### [Problem requirements]
Can you format the entries below as a numbered list, skipping blank lines and leaving the pictures out?

═══ Supplied data ═══

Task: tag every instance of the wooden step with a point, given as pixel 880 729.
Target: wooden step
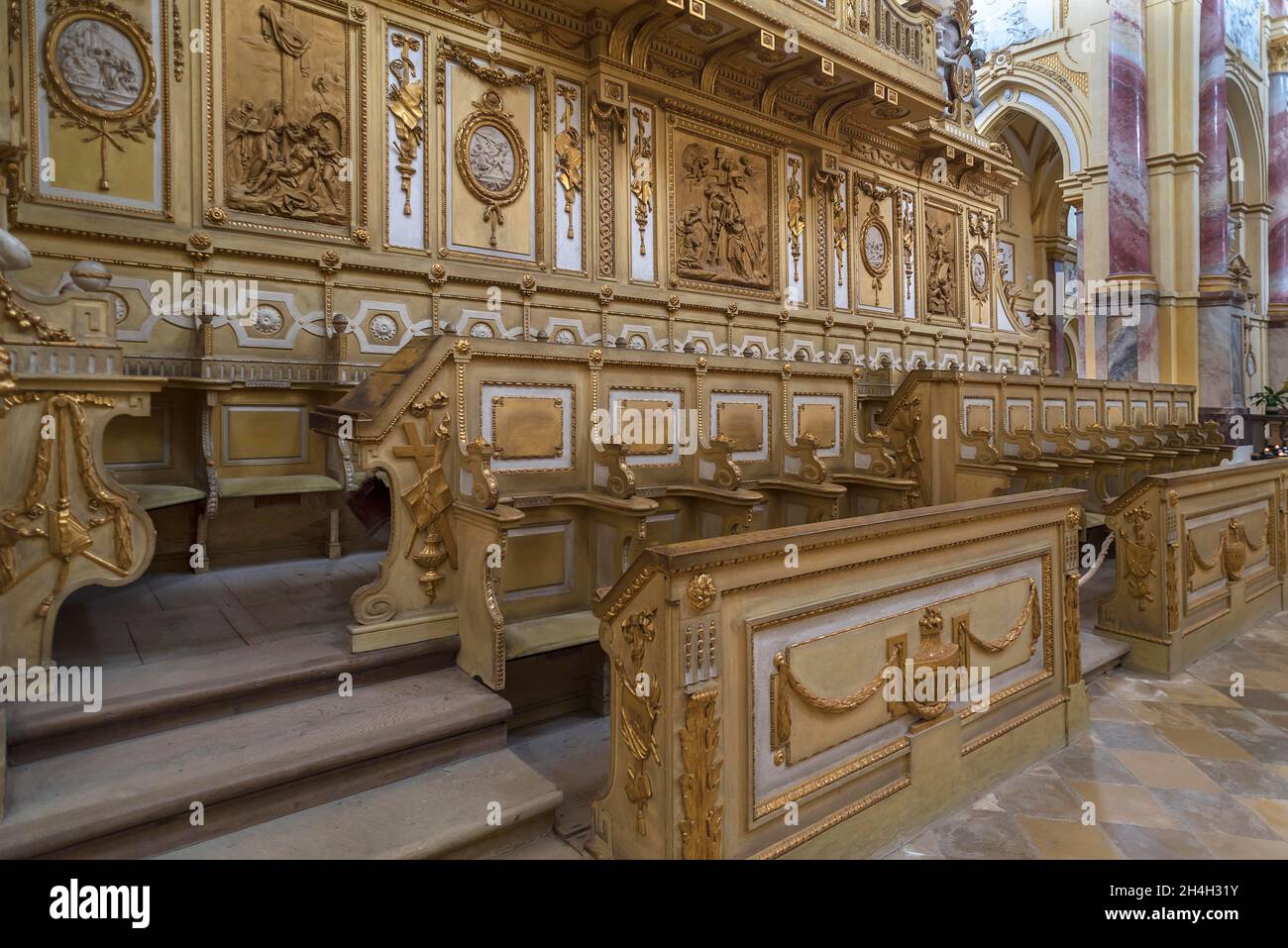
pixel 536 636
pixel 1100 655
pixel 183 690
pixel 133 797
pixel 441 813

═══

### [Finished task]
1. Task: tag every instance of the wooden step with a point, given as pixel 880 729.
2. Target: wooden step
3. pixel 536 636
4. pixel 1100 655
5. pixel 183 690
6. pixel 133 797
7. pixel 441 813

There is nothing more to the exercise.